Tutta la grande stampa italiana ha sostenuto la tesi secondo cui l’accordo di pace nel Nagorno-Karabach sarebbe stato l’ulteriore capitolo di una alleanza tra Putin ed Erdoğan. Una chiave di lettura tutta ideologica – l’unità dei dittatori contro le democrazie – costruita sulla presunta unità d’intenti dei due capi di stato in Medio Oriente. La guerra iniziata nell’enclave a maggioranza etnica armena ha avuto due inoppugnabili vincitori (Turchia e Azerbaigian) e due sconfitti (Armenia e Russia), su questo però non si può non concordare. Gli accordi di pace firmati in fretta e furia la notte del 9 novembre mentre era in corso una vera e propria rotta dell’esercito armeno che stava rischiando di perdere persino Stepanakert, la capitale dell’Artsakh, rappresenta una vera e propria débâcle per il governo di Nikol Pashinyan.

Il vincolo di un solco inciso tra Armenia e Russia

Il giudizio che abbiamo dato a caldo sulle colonne de “il manifesto” l’11 novembre 2020 resta sostanzialmente corretto: «L’accordo è un boccone amaro per l’Armenia che deve dire addio all’idea di giungere a una unificazione con la regione contesa. Il documento siglato dai tre governi afferma che le parti in conflitto rimangono nelle posizioni raggiunte e ciò significa che buona parte del territorio del Nagorno-Karabakh torna in mano azera e pone le truppe di Baku a pochissimi chilometri da Stepanakert, la quale sarà ora collegata all’Armenia solo da un corridoio che attraversa la zona di Lachin. Lo status di Stepanakert non viene definito – come avrebbe voluto Mosca – e questo darà la possibilità successivamente all’Azerbaigian di rivendicarla». La Russia, avendo collocato i suoi caschi blu tra i contendenti piange con un occhio solo perché potrà dire la sua sulla sistemazione definitiva della regione ma segna un suo ulteriore arretramento geostrategico.

Obiettivi
[1] Secondo l'estratto del documento, in quale momento sono stati firmati gli accordi di pace?
[2] Ricopia dall'estratto del documento il passo che comincia con "Tutta la grande" e finisce con "di Nikol Pashinyan.".
[3] Traduci in inglese questa frase dell'estratto del documento: «La guerra iniziata nell’enclave a maggioranza etnica armena ha avuto due inoppugnabili vincitori (Turchia e Azerbaigian) e due sconfitti (Armenia e Russia), su questo però non si può non concordare.»

Righe archiviate
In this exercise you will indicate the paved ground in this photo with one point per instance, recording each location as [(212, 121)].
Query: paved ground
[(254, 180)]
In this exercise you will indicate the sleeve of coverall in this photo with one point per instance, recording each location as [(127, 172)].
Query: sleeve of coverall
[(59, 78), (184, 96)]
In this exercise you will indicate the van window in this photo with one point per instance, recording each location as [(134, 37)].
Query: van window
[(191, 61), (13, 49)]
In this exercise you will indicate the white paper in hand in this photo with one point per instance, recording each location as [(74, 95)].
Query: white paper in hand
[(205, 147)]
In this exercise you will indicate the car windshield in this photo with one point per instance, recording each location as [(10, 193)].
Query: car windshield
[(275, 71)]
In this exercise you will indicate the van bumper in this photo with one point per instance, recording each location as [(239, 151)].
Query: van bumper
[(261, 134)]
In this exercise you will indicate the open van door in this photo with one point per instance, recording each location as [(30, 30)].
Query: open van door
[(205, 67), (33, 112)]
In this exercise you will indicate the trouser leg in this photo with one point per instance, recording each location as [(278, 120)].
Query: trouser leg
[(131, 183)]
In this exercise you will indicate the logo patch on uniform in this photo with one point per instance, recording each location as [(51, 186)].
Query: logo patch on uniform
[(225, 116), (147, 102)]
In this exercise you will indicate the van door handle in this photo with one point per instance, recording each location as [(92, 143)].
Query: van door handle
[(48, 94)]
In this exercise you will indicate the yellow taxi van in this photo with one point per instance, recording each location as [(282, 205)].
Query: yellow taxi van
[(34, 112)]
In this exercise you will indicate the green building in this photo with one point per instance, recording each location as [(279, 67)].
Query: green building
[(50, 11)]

Soluzioni
[1] La notte del 9 novembre.

[2]
Tutta la grande stampa italiana ha sostenuto la tesi secondo cui l’accordo di pace nel Nagorno-Karabach sarebbe stato l’ulteriore capitolo di una alleanza tra Putin ed Erdoğan. Una chiave di lettura tutta ideologica – l’unità dei dittatori contro le democrazie – costruita sulla presunta unità d’intenti dei due capi di stato in Medio Oriente. La guerra iniziata nell’enclave a maggioranza etnica armena ha avuto due inoppugnabili vincitori (Turchia e Azerbaigian) e due sconfitti (Armenia e Russia), su questo però non si può non concordare. Gli accordi di pace firmati in fretta e furia la notte del 9 novembre mentre era in corso una vera e propria rotta dell’esercito armeno che stava rischiando di perdere persino Stepanakert, la capitale dell’Artsakh, rappresenta una vera e propria débâcle per il governo di Nikol Pashinyan.

[3] The war that began in the enclave with an ethnic Armenian majority had two indisputable winners (Turkey and Azerbaijan) and two losers (Armenia and Russia); on this point, however, one cannot help but agree.